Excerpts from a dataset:
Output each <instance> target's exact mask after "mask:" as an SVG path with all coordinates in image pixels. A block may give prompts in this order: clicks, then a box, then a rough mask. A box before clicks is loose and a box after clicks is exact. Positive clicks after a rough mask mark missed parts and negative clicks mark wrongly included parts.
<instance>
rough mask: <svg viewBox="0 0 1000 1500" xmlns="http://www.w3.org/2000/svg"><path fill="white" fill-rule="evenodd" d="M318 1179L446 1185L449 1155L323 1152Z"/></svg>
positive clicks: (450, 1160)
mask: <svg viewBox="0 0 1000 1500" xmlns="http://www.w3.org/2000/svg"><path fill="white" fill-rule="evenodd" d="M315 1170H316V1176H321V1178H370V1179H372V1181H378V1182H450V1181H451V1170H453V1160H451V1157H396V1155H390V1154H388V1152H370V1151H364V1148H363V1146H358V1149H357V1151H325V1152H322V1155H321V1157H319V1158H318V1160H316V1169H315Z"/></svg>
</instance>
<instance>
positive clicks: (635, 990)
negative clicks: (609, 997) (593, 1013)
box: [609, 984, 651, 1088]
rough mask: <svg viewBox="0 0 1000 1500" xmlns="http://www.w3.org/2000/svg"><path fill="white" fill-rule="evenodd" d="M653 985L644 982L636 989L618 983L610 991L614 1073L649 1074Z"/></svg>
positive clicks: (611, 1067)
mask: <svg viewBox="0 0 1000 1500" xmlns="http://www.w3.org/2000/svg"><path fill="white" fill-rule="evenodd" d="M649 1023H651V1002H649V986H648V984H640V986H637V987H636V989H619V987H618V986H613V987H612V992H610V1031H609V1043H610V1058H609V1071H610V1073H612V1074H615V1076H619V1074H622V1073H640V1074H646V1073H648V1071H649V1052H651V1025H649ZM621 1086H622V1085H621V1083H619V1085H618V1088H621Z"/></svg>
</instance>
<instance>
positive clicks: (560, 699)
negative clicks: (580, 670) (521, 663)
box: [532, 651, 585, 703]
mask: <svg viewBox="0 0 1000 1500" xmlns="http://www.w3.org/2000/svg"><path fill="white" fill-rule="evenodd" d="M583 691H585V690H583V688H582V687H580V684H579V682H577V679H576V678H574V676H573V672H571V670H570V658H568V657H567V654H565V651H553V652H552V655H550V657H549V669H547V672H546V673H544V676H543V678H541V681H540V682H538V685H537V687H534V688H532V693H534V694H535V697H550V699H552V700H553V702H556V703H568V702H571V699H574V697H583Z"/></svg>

Assigned task: Turn every line of the entries above into a JSON list of strings, one string per line, omitting blank lines.

Result for this task:
[
  "Output each <instance> target's exact mask after \"mask:\" as an SVG path with all coordinates in image pixels. A block may give prompts in this order: clicks, then a box, then a rough mask. A box before clicks is loose and a box after clicks is exact. Positive clicks after a rough mask mark missed parts and negative clicks mark wrongly included parts.",
  "<instance>",
  "rough mask: <svg viewBox=\"0 0 1000 1500\" xmlns=\"http://www.w3.org/2000/svg\"><path fill=\"white\" fill-rule=\"evenodd\" d=\"M318 1179L446 1185L449 1155L323 1152Z\"/></svg>",
  "positive clicks: (450, 1160)",
  "mask: <svg viewBox=\"0 0 1000 1500\" xmlns=\"http://www.w3.org/2000/svg\"><path fill=\"white\" fill-rule=\"evenodd\" d=\"M315 1170H316V1176H321V1178H370V1179H372V1181H378V1182H450V1181H451V1170H453V1160H451V1157H396V1155H390V1154H388V1152H370V1151H364V1148H363V1146H358V1149H357V1151H325V1152H322V1155H321V1157H319V1158H318V1160H316V1169H315Z\"/></svg>",
  "</instance>",
  "<instance>",
  "positive clicks: (635, 990)",
  "negative clicks: (609, 997) (593, 1013)",
  "box: [609, 984, 651, 1088]",
  "rough mask: <svg viewBox=\"0 0 1000 1500\" xmlns=\"http://www.w3.org/2000/svg\"><path fill=\"white\" fill-rule=\"evenodd\" d=\"M653 985L644 982L636 989L618 983L610 991L614 1073L649 1074Z\"/></svg>",
  "positive clicks: (611, 1067)",
  "mask: <svg viewBox=\"0 0 1000 1500\" xmlns=\"http://www.w3.org/2000/svg\"><path fill=\"white\" fill-rule=\"evenodd\" d=\"M649 1023H651V1002H649V986H648V984H640V986H637V987H636V989H619V987H618V986H613V987H612V992H610V1031H609V1043H610V1058H609V1071H610V1073H612V1074H615V1076H619V1074H622V1073H640V1074H646V1073H648V1071H649V1052H651V1025H649ZM621 1086H622V1085H621V1083H619V1085H618V1088H621Z\"/></svg>",
  "</instance>",
  "<instance>",
  "positive clicks: (560, 699)",
  "negative clicks: (580, 670) (521, 663)",
  "box: [532, 651, 585, 703]",
  "mask: <svg viewBox=\"0 0 1000 1500\" xmlns=\"http://www.w3.org/2000/svg\"><path fill=\"white\" fill-rule=\"evenodd\" d=\"M583 691H585V690H583V688H582V687H580V684H579V682H577V679H576V678H574V676H573V672H571V670H570V658H568V657H567V654H565V651H553V652H552V655H550V657H549V669H547V672H546V673H544V676H543V678H541V681H540V682H538V685H537V687H534V688H532V693H534V694H535V697H550V699H552V700H553V702H556V703H568V702H571V699H574V697H583Z\"/></svg>"
]